- Exercise goal: Look through the data for the string "mountain". Copy every line where it is found.

- Records for this task:
==================================================

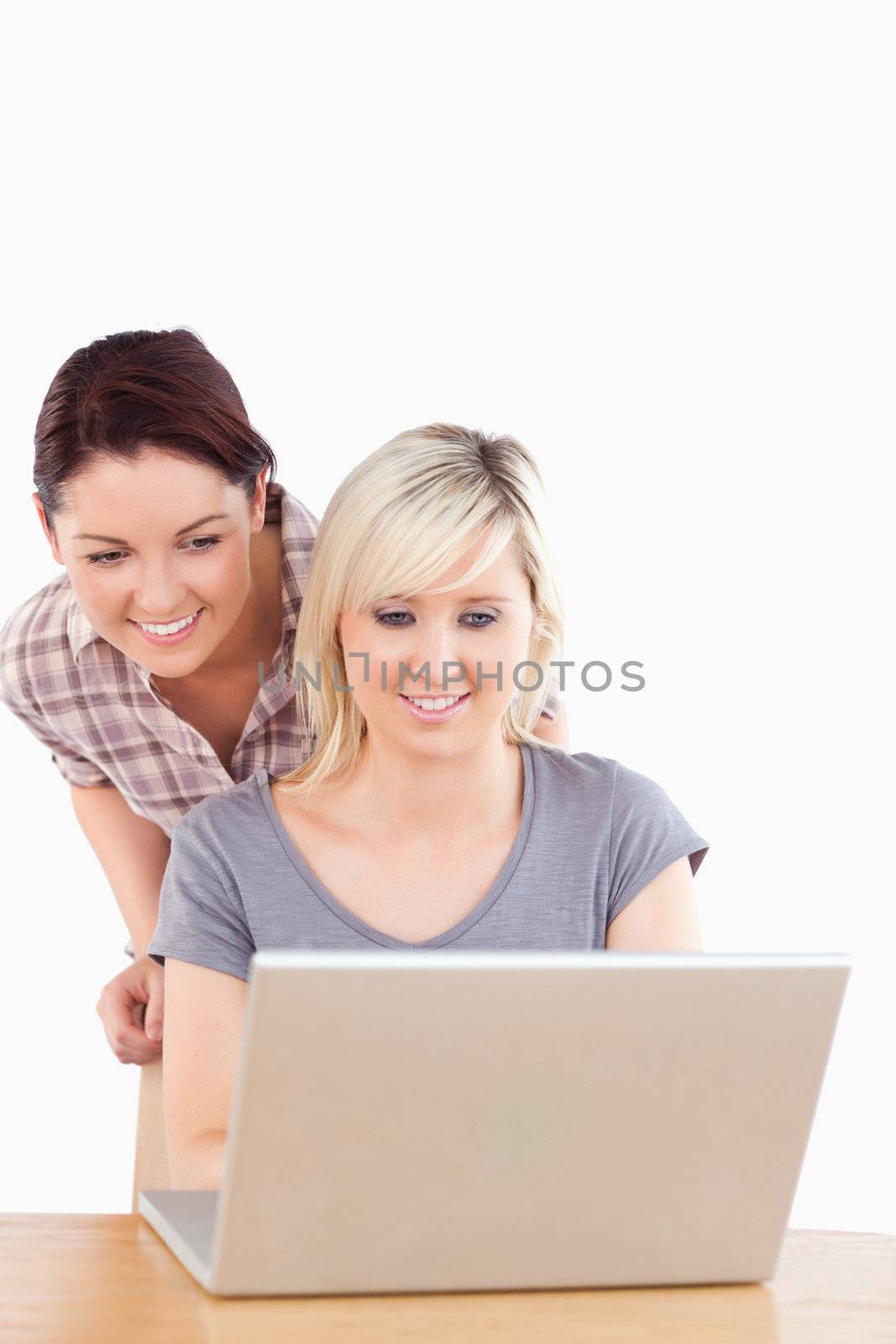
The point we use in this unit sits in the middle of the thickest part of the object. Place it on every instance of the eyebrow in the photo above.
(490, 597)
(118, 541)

==================================================

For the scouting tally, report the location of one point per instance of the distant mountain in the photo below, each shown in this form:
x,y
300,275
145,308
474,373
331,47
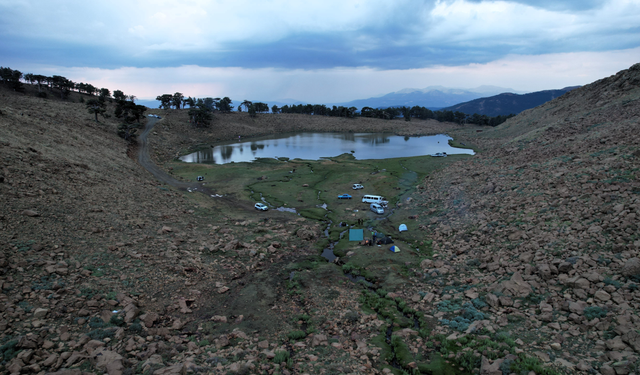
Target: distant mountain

==================================================

- Expected answer:
For the scouting tally, report the location of one point per instance of the distant mountain in the photo below, each shown in this form:
Target: distant mountain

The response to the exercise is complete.